### INFORMATION SUPPLIED
┌────────
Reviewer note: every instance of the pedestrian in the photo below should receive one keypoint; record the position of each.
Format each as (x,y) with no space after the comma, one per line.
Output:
└────────
┌────────
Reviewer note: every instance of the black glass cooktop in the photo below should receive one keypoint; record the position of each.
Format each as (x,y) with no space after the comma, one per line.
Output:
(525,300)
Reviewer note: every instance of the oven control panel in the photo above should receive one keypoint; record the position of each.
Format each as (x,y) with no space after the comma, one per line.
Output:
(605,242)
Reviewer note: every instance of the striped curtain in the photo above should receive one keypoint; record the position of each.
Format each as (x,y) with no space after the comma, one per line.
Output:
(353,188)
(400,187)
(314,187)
└────────
### TASK INSTRUCTIONS
Check each line of the records above for "every", and copy those that have it.

### EXPECTED ANSWER
Reviewer note: every instance of the pedestrian in the photo below should receive one keypoint; record the position of each.
Reviewer note: every instance of the black glass cooktop in the photo below should receive one keypoint; record the position of each.
Reviewer note: every instance of the oven control panel in the photo above should receive one keypoint; record the position of each.
Reviewer note: every instance of the striped curtain in the photo above should receive one keypoint; record the position of each.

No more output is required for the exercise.